STUDY MATERIAL:
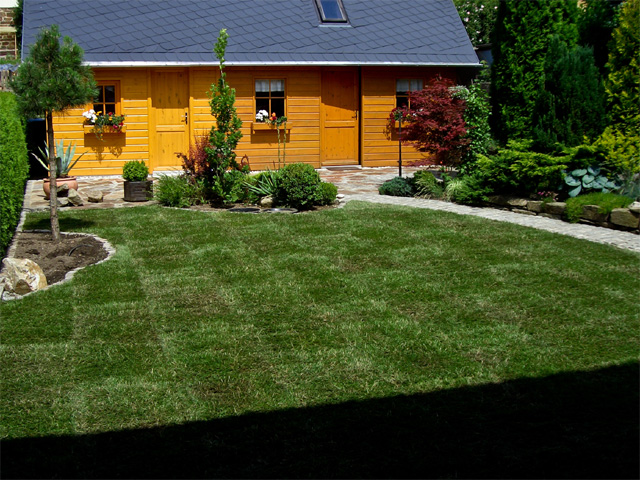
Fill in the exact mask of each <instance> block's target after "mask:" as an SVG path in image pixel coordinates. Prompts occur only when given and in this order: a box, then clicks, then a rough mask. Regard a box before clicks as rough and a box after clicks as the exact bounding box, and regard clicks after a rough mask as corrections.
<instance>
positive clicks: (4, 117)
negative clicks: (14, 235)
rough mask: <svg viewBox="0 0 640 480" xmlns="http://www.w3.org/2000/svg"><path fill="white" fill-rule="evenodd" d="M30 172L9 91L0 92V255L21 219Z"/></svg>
mask: <svg viewBox="0 0 640 480" xmlns="http://www.w3.org/2000/svg"><path fill="white" fill-rule="evenodd" d="M28 173H29V160H28V157H27V144H26V141H25V135H24V130H23V128H22V124H21V122H20V116H19V115H18V110H17V106H16V101H15V98H14V96H13V94H12V93H8V92H0V254H1V255H4V252H5V250H6V248H7V247H8V246H9V243H10V242H11V238H12V237H13V233H14V231H15V228H16V225H17V224H18V220H19V218H20V210H21V208H22V199H23V196H24V186H25V183H26V181H27V176H28Z"/></svg>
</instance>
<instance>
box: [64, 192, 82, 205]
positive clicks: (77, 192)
mask: <svg viewBox="0 0 640 480" xmlns="http://www.w3.org/2000/svg"><path fill="white" fill-rule="evenodd" d="M67 200H69V203H70V204H71V205H75V206H76V207H81V206H82V205H84V201H83V200H82V197H81V196H80V194H79V193H78V192H77V191H76V190H74V189H73V188H72V189H71V190H69V195H68V196H67Z"/></svg>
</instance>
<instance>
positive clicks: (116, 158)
mask: <svg viewBox="0 0 640 480" xmlns="http://www.w3.org/2000/svg"><path fill="white" fill-rule="evenodd" d="M327 70H328V68H324V67H298V68H284V67H283V68H258V67H228V68H227V81H228V83H229V84H230V85H231V86H232V87H233V88H235V90H236V108H237V111H238V114H239V116H240V119H241V120H242V122H243V125H242V133H243V137H242V139H241V141H240V144H239V145H238V148H237V150H236V153H237V154H238V157H239V158H240V157H242V156H244V155H247V156H248V157H249V161H250V164H251V167H252V169H254V170H262V169H265V168H273V167H274V166H277V163H278V139H277V134H276V132H275V131H265V130H258V131H254V130H253V129H252V124H253V122H254V121H255V113H256V112H255V98H254V89H255V80H256V79H263V78H271V79H284V80H285V82H286V83H285V93H286V112H287V113H286V114H287V118H288V125H289V126H290V130H289V134H288V139H287V146H286V156H287V163H294V162H305V163H309V164H311V165H313V166H314V167H316V168H318V167H320V166H321V162H322V159H323V152H322V148H323V142H324V140H323V139H324V138H325V136H324V134H323V132H322V127H323V120H322V112H323V111H325V110H326V109H325V108H324V107H323V104H322V78H323V72H326V71H327ZM332 70H336V68H333V69H332ZM353 70H356V69H353ZM161 72H167V74H166V75H162V74H161ZM171 72H183V73H182V78H184V81H185V83H187V85H186V86H185V90H186V92H187V97H188V99H187V101H186V107H185V111H186V112H187V113H188V124H187V125H185V126H186V128H187V132H188V137H189V138H190V139H191V142H193V139H194V138H195V137H196V136H198V135H207V136H208V134H209V130H210V129H211V127H212V126H213V125H214V123H215V120H214V118H213V117H212V115H211V111H210V107H209V96H208V92H209V90H210V88H211V85H212V83H215V82H216V81H217V79H218V77H219V70H218V68H217V67H191V68H183V69H171V68H123V69H115V68H96V69H95V70H94V73H95V78H96V80H98V81H103V80H114V81H119V83H120V97H121V98H120V110H121V113H122V114H124V115H125V125H126V126H127V130H126V132H124V133H120V134H105V135H104V136H103V140H99V139H97V138H96V137H95V135H94V134H93V133H84V132H83V128H82V124H83V121H84V118H83V117H82V113H83V112H84V111H85V110H87V109H89V108H91V105H87V106H86V108H78V109H71V110H69V111H67V112H66V113H65V114H64V115H58V116H57V117H56V118H55V136H56V139H57V140H59V139H64V140H65V144H66V143H67V142H68V141H73V142H74V143H75V144H76V145H77V149H76V153H77V154H80V153H82V152H85V155H84V156H83V157H82V159H81V160H80V162H78V164H77V165H76V167H75V168H74V169H73V173H74V174H75V175H120V174H121V173H122V166H123V164H124V162H126V161H128V160H145V161H148V164H149V167H150V170H151V171H153V170H180V169H181V165H180V161H179V159H178V158H177V157H176V158H175V161H174V162H173V164H172V162H171V161H168V160H167V157H166V156H165V157H164V160H162V161H160V157H161V154H160V150H161V149H162V135H163V134H164V135H166V134H167V133H166V131H171V130H172V129H171V128H167V127H166V126H165V128H164V130H165V133H162V131H161V132H160V133H159V132H158V130H162V128H160V127H158V125H159V124H158V121H160V122H163V121H165V120H163V118H165V117H163V115H164V113H166V112H164V111H162V110H161V109H162V106H163V104H162V102H159V99H158V97H159V96H162V95H164V96H165V97H166V98H165V103H164V105H166V101H167V99H168V97H169V96H170V95H172V93H171V92H161V91H159V89H165V90H170V89H171V88H170V85H171V80H170V78H175V76H173V75H172V74H171ZM437 73H441V74H443V75H447V76H451V77H452V78H455V76H454V71H453V70H449V71H444V70H437V69H433V68H406V69H398V68H391V67H379V68H378V67H375V68H374V67H363V68H362V69H361V70H360V73H359V77H360V79H359V81H360V86H359V87H358V86H357V88H356V91H358V94H359V96H358V99H359V105H358V107H357V108H359V115H358V122H359V126H358V137H359V138H358V149H357V150H358V151H357V154H356V155H357V157H358V161H359V163H360V164H361V165H363V166H366V167H373V166H393V165H397V160H398V142H397V136H396V135H395V134H394V132H390V134H389V132H387V131H386V123H387V117H388V115H389V112H390V111H391V110H392V109H393V108H394V106H395V88H396V79H398V78H425V79H428V78H430V77H432V76H434V75H436V74H437ZM162 77H167V78H169V80H167V81H165V82H164V83H163V82H159V81H158V79H159V78H162ZM356 78H358V75H356ZM161 85H165V86H164V87H163V86H161ZM175 118H176V119H177V118H178V117H177V116H176V117H175ZM174 121H176V122H177V121H178V120H175V119H174ZM176 125H177V123H176ZM175 145H177V144H175ZM175 145H174V144H172V145H170V146H169V147H168V148H170V149H171V150H175V149H176V148H178V147H175ZM183 148H184V150H185V151H184V153H185V154H186V153H187V151H188V144H185V145H184V147H183ZM281 148H282V147H281ZM170 153H172V152H170ZM325 156H326V155H325ZM421 158H424V156H423V154H421V153H419V152H416V151H415V150H414V149H413V148H412V147H410V146H405V147H403V160H404V161H405V162H408V161H412V160H418V159H421Z"/></svg>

YOUR OBJECTIVE:
Determine how many lines of the material include the string "positive", and give only the resulting number.

EXERCISE OUTPUT:
3